— Start RECORDS PROVIDED —
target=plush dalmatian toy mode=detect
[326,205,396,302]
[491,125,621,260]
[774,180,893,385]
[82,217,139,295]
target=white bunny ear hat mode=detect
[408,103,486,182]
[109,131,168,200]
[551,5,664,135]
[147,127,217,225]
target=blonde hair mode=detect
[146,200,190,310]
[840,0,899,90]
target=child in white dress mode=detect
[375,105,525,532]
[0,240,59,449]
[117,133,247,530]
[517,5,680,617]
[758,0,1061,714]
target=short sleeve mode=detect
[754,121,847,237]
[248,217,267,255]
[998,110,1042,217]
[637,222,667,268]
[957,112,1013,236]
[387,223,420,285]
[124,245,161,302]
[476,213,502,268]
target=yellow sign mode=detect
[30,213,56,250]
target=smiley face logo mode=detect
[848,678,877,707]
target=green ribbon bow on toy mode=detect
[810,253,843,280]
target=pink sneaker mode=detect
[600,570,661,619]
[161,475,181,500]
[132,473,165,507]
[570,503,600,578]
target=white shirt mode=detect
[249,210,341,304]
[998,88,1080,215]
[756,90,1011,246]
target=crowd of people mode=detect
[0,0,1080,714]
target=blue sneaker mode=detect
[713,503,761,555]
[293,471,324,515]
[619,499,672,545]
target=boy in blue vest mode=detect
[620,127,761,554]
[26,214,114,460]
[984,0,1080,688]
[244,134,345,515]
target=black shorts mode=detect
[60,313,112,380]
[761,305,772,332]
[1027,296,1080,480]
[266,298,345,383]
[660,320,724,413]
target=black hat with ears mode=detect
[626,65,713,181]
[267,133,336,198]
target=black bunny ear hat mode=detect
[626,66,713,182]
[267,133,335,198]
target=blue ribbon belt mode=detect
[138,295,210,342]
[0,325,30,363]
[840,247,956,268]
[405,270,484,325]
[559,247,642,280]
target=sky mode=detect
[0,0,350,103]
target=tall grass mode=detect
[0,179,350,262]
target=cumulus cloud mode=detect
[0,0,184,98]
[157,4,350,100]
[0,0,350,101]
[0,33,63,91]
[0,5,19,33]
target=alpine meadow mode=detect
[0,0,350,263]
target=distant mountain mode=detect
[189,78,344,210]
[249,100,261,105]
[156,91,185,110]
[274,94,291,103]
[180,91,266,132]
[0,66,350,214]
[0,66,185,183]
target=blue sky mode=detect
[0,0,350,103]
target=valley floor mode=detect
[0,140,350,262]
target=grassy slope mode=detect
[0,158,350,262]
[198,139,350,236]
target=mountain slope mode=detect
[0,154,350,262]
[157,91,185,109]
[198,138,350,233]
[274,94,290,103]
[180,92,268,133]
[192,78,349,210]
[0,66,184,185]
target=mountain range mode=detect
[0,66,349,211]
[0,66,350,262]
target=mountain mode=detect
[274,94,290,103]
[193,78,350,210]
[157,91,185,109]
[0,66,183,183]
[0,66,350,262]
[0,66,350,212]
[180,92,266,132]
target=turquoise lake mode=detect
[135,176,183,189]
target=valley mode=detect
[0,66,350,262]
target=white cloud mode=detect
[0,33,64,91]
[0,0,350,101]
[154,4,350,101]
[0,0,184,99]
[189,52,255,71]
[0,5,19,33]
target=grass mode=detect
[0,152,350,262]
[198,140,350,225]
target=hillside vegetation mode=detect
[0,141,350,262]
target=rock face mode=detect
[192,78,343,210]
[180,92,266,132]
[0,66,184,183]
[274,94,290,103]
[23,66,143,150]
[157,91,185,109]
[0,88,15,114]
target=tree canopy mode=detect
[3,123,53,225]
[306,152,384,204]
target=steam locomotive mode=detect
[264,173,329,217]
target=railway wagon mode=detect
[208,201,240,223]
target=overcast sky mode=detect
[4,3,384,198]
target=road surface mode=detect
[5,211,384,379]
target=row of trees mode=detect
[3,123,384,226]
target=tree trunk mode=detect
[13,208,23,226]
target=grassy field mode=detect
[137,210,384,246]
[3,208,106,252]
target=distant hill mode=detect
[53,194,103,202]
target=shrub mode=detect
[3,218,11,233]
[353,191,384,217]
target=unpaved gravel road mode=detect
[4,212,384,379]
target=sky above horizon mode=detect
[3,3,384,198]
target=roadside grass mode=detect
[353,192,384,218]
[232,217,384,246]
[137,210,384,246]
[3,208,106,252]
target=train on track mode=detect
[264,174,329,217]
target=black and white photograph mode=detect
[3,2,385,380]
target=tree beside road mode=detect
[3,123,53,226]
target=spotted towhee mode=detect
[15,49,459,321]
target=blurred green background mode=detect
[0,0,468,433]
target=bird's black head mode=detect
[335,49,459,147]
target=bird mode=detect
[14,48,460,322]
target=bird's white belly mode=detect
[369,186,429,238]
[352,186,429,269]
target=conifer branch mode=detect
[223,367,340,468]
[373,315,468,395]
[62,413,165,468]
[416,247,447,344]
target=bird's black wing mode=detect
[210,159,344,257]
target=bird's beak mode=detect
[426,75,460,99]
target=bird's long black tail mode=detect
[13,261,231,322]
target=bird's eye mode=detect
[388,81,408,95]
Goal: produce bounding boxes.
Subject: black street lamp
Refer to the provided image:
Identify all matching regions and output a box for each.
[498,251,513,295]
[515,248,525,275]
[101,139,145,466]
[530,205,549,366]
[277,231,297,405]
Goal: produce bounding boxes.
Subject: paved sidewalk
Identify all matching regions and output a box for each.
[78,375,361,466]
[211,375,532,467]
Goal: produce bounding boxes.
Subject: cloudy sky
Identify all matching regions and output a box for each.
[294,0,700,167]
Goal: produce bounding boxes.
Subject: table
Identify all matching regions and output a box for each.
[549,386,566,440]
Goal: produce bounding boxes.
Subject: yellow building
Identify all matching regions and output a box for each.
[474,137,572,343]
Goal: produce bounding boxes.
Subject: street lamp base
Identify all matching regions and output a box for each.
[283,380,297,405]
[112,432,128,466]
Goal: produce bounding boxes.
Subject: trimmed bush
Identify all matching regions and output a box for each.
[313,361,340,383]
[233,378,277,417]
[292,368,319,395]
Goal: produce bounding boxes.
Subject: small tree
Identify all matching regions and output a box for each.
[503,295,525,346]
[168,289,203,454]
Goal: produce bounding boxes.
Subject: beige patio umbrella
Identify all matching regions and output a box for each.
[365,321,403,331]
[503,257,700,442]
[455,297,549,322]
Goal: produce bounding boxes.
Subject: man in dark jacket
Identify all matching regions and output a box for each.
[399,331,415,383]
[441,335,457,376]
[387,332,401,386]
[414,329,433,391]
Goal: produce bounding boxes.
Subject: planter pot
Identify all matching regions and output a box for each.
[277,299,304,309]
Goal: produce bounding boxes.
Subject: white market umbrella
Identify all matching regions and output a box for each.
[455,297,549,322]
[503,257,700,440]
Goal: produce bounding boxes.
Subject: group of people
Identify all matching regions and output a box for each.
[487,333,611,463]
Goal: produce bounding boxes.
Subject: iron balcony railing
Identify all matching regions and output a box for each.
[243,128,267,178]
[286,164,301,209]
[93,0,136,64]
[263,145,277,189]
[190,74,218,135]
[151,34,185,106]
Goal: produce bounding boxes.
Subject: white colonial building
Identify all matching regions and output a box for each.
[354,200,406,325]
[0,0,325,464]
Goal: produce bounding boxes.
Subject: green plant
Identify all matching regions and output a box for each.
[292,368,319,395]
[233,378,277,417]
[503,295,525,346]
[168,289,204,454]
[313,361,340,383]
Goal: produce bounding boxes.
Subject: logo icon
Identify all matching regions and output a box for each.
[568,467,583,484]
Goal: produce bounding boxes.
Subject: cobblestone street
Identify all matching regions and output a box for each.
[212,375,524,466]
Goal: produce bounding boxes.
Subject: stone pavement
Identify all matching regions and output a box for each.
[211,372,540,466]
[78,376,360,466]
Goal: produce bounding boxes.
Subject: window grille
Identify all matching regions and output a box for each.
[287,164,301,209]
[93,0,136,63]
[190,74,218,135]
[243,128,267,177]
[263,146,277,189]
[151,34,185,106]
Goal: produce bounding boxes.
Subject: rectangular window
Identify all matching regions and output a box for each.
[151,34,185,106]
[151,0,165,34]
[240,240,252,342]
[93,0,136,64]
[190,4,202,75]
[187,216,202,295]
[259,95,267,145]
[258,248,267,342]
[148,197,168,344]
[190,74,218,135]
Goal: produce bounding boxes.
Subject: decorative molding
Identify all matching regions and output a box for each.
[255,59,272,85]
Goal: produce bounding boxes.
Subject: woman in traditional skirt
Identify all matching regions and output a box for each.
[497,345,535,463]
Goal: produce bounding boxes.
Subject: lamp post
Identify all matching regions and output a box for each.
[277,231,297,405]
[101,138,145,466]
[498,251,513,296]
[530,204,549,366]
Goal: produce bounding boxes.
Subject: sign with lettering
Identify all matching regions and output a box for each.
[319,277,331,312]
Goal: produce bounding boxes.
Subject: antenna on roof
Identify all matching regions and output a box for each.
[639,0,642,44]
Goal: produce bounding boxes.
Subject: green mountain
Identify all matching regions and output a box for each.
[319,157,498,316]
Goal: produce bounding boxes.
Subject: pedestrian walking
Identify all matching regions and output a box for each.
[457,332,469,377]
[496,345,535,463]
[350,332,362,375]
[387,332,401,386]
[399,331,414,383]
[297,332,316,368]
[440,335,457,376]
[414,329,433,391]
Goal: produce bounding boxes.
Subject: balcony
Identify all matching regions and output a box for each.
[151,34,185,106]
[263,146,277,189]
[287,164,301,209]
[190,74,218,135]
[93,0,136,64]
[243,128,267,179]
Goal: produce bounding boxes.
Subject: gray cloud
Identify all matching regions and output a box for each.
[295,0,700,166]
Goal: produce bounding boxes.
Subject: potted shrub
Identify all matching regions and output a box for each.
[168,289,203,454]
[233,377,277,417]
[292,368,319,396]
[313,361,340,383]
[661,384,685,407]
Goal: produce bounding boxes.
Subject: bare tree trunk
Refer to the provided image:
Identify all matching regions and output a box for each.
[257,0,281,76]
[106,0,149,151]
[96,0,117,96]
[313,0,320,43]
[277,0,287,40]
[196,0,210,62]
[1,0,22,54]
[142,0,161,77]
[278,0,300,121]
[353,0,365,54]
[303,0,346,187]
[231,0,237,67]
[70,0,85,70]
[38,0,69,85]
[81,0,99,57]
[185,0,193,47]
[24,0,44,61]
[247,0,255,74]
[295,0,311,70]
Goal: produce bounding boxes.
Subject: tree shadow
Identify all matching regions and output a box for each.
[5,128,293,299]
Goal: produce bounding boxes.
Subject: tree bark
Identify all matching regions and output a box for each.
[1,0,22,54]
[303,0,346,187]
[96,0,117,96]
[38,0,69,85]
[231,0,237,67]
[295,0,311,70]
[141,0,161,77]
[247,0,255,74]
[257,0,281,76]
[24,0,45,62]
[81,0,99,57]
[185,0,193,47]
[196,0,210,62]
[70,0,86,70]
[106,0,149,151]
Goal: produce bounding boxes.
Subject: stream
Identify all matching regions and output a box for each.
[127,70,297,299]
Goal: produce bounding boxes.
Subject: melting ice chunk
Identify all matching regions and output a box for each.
— End RECORDS PROVIDED —
### SHORT EXERCISE
How many lines in the records above contain the string "bird", with case counting? Tally them and reply with the number alone.

### ANSWER FOR THIS EXERCISE
7